Data supplied:
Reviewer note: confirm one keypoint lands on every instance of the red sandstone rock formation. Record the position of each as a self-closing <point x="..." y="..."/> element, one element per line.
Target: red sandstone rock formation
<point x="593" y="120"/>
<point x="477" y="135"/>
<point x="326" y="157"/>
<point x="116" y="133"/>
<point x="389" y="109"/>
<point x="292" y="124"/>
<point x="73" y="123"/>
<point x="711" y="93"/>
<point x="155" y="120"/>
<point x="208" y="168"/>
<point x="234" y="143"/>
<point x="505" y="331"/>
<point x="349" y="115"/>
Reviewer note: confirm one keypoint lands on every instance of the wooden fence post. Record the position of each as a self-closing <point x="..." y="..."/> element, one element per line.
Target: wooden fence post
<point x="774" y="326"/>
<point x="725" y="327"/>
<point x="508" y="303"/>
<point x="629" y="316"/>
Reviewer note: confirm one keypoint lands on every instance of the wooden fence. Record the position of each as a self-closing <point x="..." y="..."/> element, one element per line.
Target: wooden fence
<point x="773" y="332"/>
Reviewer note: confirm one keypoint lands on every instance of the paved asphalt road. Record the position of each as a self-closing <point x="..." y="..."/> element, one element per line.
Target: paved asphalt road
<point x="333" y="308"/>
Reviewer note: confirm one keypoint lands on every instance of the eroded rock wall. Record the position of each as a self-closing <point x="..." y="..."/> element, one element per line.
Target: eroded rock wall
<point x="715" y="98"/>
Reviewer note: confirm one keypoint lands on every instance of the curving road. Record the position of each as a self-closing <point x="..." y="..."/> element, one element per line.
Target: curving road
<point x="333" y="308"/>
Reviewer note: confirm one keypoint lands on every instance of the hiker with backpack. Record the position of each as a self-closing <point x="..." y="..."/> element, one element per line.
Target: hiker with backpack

Requirements:
Return all of the rows above verbatim, line by line and in their original order.

Finished task:
Reviewer note: confirm one keypoint lands on every instance of the red sandstone rock formation. Record the position of each as a self-closing <point x="..." y="..."/> element, one element per line.
Target: red sandstone rock formation
<point x="593" y="120"/>
<point x="477" y="135"/>
<point x="326" y="157"/>
<point x="116" y="133"/>
<point x="389" y="109"/>
<point x="292" y="124"/>
<point x="73" y="123"/>
<point x="711" y="93"/>
<point x="155" y="120"/>
<point x="208" y="168"/>
<point x="234" y="143"/>
<point x="505" y="331"/>
<point x="349" y="115"/>
Reviewer note: confirm one keypoint lands on every instance of the wooden fence post. Record the position of each as a self-closing <point x="..." y="..."/> element, one element per line.
Target: wooden fence post
<point x="774" y="326"/>
<point x="725" y="327"/>
<point x="508" y="303"/>
<point x="629" y="316"/>
Reviewer note: confirm one keypoint lands on every instance of the wooden fence. Record the position of each as a self-closing <point x="..." y="..."/> element, one element per line.
Target: wooden fence
<point x="773" y="332"/>
Reviewer note: confirm one keypoint lands on every instance of the paved asphalt road. Record the position of each as a self-closing <point x="..." y="..."/> element, one element per line.
Target: paved asphalt road
<point x="333" y="308"/>
Reviewer note: confirm one keypoint lands on every instance of the eroded rock wall. Record the position of each as a self-closing <point x="..." y="..."/> element, one element per line.
Target: eroded rock wall
<point x="715" y="98"/>
Reviewer note: confirm one keypoint lands on every instance of the curving road. Record the position of each as a self-closing <point x="..." y="..."/> element, one element per line.
Target: curving road
<point x="333" y="308"/>
Reviewer note: confirm one keypoint lands on every instance of the hiker with backpack. Record the position of each as a self-closing <point x="..." y="..."/> element, one element per line.
Target: hiker with backpack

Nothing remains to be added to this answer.